What to do: Could you copy out every item below word for word, leaving the pictures out of your answer?

Data in this exercise:

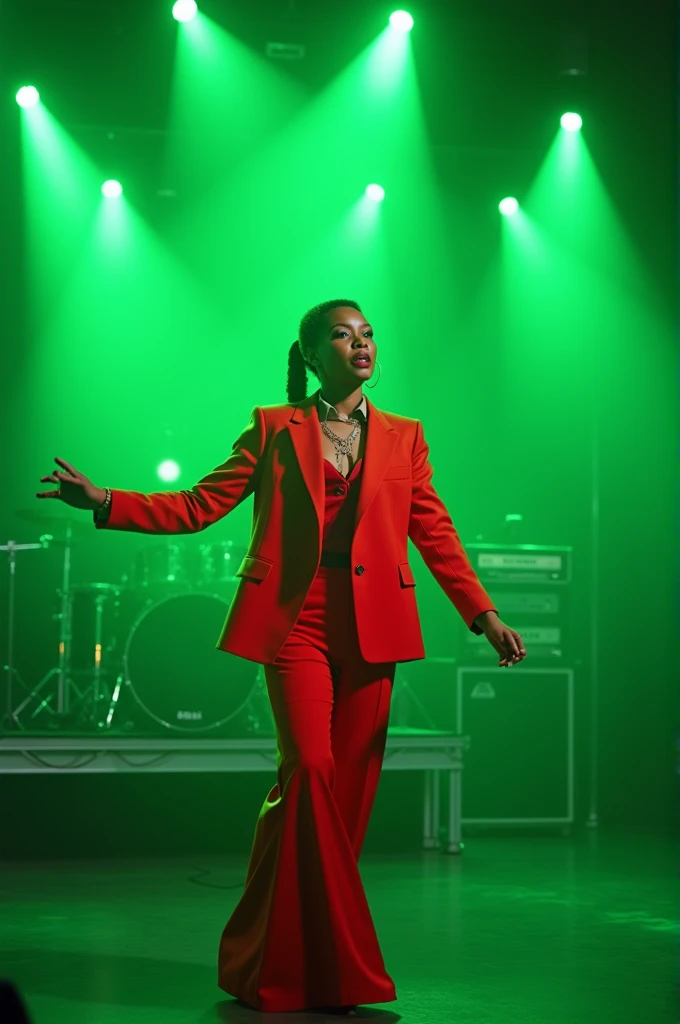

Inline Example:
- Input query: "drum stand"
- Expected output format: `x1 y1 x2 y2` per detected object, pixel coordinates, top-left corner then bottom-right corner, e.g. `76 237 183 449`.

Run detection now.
0 534 52 728
7 523 98 729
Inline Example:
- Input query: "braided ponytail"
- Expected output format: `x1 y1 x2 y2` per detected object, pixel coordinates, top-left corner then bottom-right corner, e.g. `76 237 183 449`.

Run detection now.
288 299 360 403
287 341 307 402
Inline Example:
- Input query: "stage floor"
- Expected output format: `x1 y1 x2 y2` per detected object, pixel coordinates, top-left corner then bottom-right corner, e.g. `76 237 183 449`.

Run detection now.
0 822 679 1024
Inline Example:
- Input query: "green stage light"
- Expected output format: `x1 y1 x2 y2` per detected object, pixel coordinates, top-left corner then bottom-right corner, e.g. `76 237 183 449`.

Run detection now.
157 459 179 483
101 178 123 199
16 85 40 110
366 184 385 203
172 0 199 22
498 196 519 217
559 114 583 131
389 10 413 32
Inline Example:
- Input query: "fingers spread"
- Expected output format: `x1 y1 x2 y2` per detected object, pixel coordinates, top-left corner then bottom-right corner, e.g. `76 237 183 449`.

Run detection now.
54 457 78 476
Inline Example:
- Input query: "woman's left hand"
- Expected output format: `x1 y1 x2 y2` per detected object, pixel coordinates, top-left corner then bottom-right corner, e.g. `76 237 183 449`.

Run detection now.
477 611 526 669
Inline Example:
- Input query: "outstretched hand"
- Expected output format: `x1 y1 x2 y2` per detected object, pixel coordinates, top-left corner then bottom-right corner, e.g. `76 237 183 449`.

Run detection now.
476 611 526 669
36 458 107 510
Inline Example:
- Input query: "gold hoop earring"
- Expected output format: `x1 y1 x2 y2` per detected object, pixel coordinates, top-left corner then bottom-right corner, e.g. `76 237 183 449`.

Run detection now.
365 360 382 388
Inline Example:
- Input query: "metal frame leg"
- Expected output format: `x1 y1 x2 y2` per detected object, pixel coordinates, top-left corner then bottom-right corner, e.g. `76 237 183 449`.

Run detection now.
423 768 439 850
447 768 463 853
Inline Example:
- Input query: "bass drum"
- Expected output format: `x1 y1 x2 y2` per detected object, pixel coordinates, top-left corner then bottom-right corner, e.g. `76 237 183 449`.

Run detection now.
123 591 262 735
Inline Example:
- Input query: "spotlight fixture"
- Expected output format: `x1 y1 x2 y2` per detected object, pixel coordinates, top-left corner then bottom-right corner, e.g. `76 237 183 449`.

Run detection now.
389 10 413 32
498 196 519 217
101 178 123 199
157 459 180 483
366 184 385 203
172 0 199 22
16 85 40 110
559 114 583 131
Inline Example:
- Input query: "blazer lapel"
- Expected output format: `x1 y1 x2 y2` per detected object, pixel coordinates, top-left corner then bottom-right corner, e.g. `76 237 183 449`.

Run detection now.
289 394 326 537
354 398 398 528
289 392 398 537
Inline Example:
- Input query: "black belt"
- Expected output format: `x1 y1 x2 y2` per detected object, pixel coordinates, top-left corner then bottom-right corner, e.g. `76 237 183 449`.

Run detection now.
321 551 351 569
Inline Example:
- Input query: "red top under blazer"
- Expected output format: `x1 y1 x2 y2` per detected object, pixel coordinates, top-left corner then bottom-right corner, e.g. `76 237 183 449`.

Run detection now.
97 393 496 664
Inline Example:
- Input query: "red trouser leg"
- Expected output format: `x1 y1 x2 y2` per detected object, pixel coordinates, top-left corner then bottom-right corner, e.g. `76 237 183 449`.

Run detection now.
219 569 396 1012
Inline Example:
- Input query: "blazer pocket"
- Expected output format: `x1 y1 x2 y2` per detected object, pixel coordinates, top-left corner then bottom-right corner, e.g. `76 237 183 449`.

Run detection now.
383 466 411 480
237 555 273 583
399 562 416 587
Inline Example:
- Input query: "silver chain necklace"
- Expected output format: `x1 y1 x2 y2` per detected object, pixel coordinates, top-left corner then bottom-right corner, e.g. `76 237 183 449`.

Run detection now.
322 417 362 473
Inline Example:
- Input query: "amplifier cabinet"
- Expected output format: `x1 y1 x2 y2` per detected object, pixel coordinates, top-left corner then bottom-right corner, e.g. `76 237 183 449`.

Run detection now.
456 663 575 825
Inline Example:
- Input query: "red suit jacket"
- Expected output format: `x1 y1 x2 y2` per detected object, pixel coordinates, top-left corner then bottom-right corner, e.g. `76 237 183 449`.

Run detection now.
97 394 496 663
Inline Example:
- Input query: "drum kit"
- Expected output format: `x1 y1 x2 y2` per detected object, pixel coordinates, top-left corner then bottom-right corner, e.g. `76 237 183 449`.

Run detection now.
0 508 274 737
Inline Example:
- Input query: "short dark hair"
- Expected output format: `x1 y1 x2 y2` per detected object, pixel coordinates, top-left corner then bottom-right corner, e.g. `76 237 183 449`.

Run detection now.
287 299 362 402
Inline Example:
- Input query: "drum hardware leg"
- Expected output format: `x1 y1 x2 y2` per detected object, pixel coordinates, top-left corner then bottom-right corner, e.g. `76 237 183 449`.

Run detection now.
11 523 74 724
0 534 53 729
103 672 124 729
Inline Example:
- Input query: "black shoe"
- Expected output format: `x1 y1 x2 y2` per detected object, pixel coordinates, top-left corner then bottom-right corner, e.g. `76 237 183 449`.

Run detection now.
318 1007 357 1017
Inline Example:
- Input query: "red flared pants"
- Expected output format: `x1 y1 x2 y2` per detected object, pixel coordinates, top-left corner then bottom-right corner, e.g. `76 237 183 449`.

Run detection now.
218 568 396 1012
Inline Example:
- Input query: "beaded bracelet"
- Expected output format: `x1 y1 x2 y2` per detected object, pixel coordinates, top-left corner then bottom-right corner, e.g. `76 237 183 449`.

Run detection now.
96 487 111 519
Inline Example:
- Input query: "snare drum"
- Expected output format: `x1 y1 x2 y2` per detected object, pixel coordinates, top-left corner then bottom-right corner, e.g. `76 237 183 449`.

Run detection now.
199 541 246 589
130 541 194 590
63 583 123 682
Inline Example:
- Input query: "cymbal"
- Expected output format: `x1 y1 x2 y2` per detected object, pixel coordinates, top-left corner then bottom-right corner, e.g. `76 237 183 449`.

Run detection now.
14 506 94 537
65 583 127 594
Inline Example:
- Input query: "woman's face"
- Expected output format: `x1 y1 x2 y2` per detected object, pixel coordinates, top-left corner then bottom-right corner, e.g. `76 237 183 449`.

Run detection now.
305 306 378 387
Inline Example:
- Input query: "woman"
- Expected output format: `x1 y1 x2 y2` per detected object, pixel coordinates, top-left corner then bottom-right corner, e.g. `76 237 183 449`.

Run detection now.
38 299 525 1016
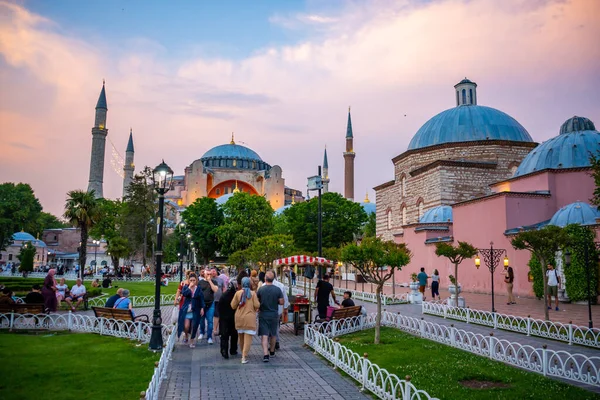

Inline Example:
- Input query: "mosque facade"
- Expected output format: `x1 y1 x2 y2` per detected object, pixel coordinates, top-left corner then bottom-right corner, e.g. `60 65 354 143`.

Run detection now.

Worked solution:
Inline Example:
- Input query: "drum stand"
- Expected output format: `x1 y1 x2 y2` per detected object, pixel coordinates, top-left corner then bottom-right corner, e.g. `76 237 183 449`.

Run detection now.
0 534 52 728
7 523 98 729
Inline Example:
- Input query: "braided ponytail"
- Expected output format: `x1 y1 x2 y2` per detected object, pixel coordinates, top-left corner then bottom-right corner, e.g. `76 237 183 449`.

Run detection now.
288 299 360 403
287 341 307 402
Inline Example:
- Input query: "stage floor"
- Expected output format: `x1 y1 x2 y2` per detected object, pixel coordinates, top-left corner then bottom-right corner, e.g. `76 237 183 449`.

Run detection now.
0 822 679 1024
Inline Example:
- Input query: "green stage light"
- Expected output format: `x1 y1 x2 y2` per detected object, pixel coordinates, top-left corner then bottom-right corner, e.g. `76 237 183 449`.

Run detection now.
157 459 179 483
101 178 123 199
16 85 40 110
366 184 385 203
172 0 199 22
498 196 519 217
559 114 583 131
389 10 413 32
Inline Example:
- Input query: "fingers spread"
- Expected output format: `x1 y1 x2 y2` per detected object, pixel coordinates, top-left corner then bottom-right corner, e.g. `76 237 183 449`.

Run detection now.
54 457 78 476
Inline Example:
- Input query: "woman's left hand"
- Expected output format: `x1 y1 x2 y2` per detected object, pixel coordinates, top-left corner then bottom-right corner, e.g. `76 237 183 449`.

Run detection now.
477 611 526 669
Inline Example:
- Input query: "outstretched hand"
- Expected output format: `x1 y1 x2 y2` per detected object, pixel coordinates, top-left corner then bottom-right corner, e.g. `76 237 183 449`.

Run detection now.
476 611 526 669
36 458 107 510
Inline Example:
- Input query: "gold hoop earring"
- Expected output format: `x1 y1 x2 y2` per detected object, pixel coordinates, top-left corner then bottom-right corner, e.g. `76 237 183 449`.

Run detection now.
365 360 382 388
Inline Example:
- Input query: "metal frame leg"
- Expected output format: `x1 y1 x2 y2` per detected object, pixel coordinates, top-left corner then bottom-right corner, e.g. `76 237 183 449`.

Run detection now.
423 768 439 850
447 768 463 853
Inline Example:
- Input query: "bass drum"
- Expected output format: `x1 y1 x2 y2` per detected object, pixel coordinates, top-left corner then bottom-right corner, e.g. `76 237 183 449`.

Run detection now.
123 591 262 735
Inline Example:
- Input query: "spotlight fixture"
- Expected output format: `x1 y1 x2 y2` per detected object, pixel coordinates, top-left corner then bottom-right corner, e.g. `76 237 183 449`.

Run detection now.
389 10 413 32
498 196 519 217
101 178 123 199
157 459 180 483
366 184 385 203
172 0 199 22
16 85 40 110
559 114 583 131
Inline Example:
- Input query: "blazer lapel"
- Expected output format: `x1 y1 x2 y2` per detected object, pixel coordinates, top-left corner then bottom-right corner, e.g. `76 237 183 449`.

Run detection now.
289 394 326 537
354 398 398 528
289 392 398 537
Inline Example:
- Input query: "black belt"
- Expected output format: `x1 y1 x2 y2` per detected object, pixel coordinates, top-left corner then bottom-right corner, e.g. `76 237 183 449`.

Run detection now.
321 551 351 569
Inline Example:
- Input query: "red top under blazer"
- Expected output format: `x1 y1 x2 y2` per detected object, pixel coordinates, top-left corner then bottom-right corner, e.g. `76 237 183 449`.

Run detection now.
97 393 496 664
Inline Example:
- Input query: "red trouser leg"
- Expected output format: `x1 y1 x2 y2` per detected object, pixel coordinates, top-left corner then bottom-right corner, e.g. `76 237 183 449`.

Run detection now.
219 569 396 1012
Inline Example:
- Input query: "blazer pocket"
- Expected output format: `x1 y1 x2 y2` per detected object, pixel coordinates, top-left corner then bottom-right corner, e.g. `76 237 183 449`.

Run detection now.
383 466 411 480
237 555 273 583
399 562 416 587
Inline Example:
- Input query: "silver chain necklace"
- Expected output format: `x1 y1 x2 y2` per detected object, pixel coordinates, top-left corner then bottom-right corner, e.g. `76 237 183 449`.

Run detection now.
322 417 362 473
Inline Example:
- Input query: "amplifier cabinet"
- Expected output format: `x1 y1 x2 y2` per detected object, pixel coordinates, top-left corner then bottom-right corner, e.g. `76 237 183 449`.

Run detection now.
456 663 575 825
Inline Example:
- Input query: "red suit jacket"
- Expected output format: `x1 y1 x2 y2` per detected object, pixel coordinates, top-left corner then bottom-right corner, e.g. `76 237 183 449`.

Run detection now.
97 394 496 663
Inline Example:
- Input query: "drum kit"
- Expected output format: `x1 y1 x2 y2` per detected object, pixel coordinates, top-left corner then bottom-right corner, e.g. `76 237 183 449`.

Run detection now.
0 508 274 737
Inline Example:
- Input query: "short dark hair"
- Expected output format: `x1 y1 x2 y2` per detected object, pixel coordinates, top-left corner then bottom-right corner, e.g. `76 237 183 449`.

Run detection now.
287 299 362 402
Inline Example:
- Input query: "drum hardware leg"
- Expected output format: `x1 y1 x2 y2` per detected object, pixel coordinates, top-left corner then bottom-right corner, e.g. `76 237 183 449`.

Run detection now.
11 523 74 724
0 534 53 729
103 672 124 729
Inline Example:
- Input query: "black shoe"
- Expected output format: `x1 y1 x2 y2` per detected object, pixel coordinates, top-left corner then bottom-right corner, e.g. `76 237 183 449`.

Run detection now.
318 1007 357 1017
Inline Example:
- Input query: "red flared pants"
- Expected output format: `x1 y1 x2 y2` per detected object, pixel coordinates, top-left corner then bottom-right corner, e.g. `76 237 183 449`.

Run detection now.
218 568 396 1012
Inline Example:
- Input query: "beaded bracelet"
- Expected output format: `x1 y1 x2 y2` per detected object, pixel coordinates, top-left corner then bottom-right corner, e.g. `76 237 183 449`.

Run detection now.
96 487 111 519
Inline Example:
- Input query: "snare drum"
- Expected output format: `x1 y1 x2 y2` per detected object, pixel coordinates, top-left corner then bottom-right corner, e.g. `76 237 183 449`.

Run detection now.
199 541 246 589
130 541 194 590
63 583 123 682
Inline Example:
- Input query: "cymbal"
- Expected output format: `x1 y1 x2 y2` per detected object, pixel coordinates, top-left corner then bottom-right corner, e.g. `76 237 183 449`.

Run detection now.
14 506 94 537
65 583 127 594
Inline Example:
- Input query: "woman's face"
- Expected output format: `x1 y1 x2 y2` per detected object, pixel coordinates, top-left corner then bottom-right corner, e.g. `76 237 183 449`.

Run detection now.
305 306 378 387
Inline Example:
- Input query: "woman"
- Expected output format: `x1 y1 x2 y2` per detected object, pixel coordinates, top-left corner then bottom-right corner, e.g. `76 237 183 449`.

Run detection now.
38 299 525 1016

Inline Example:
- Input query: "mosque facade"
- Expected output format: `x1 y1 x2 y2` per detected object, pixel coordinates, top-left corner then bottom-right corner, e.g. `60 65 354 143`.

Run detection now.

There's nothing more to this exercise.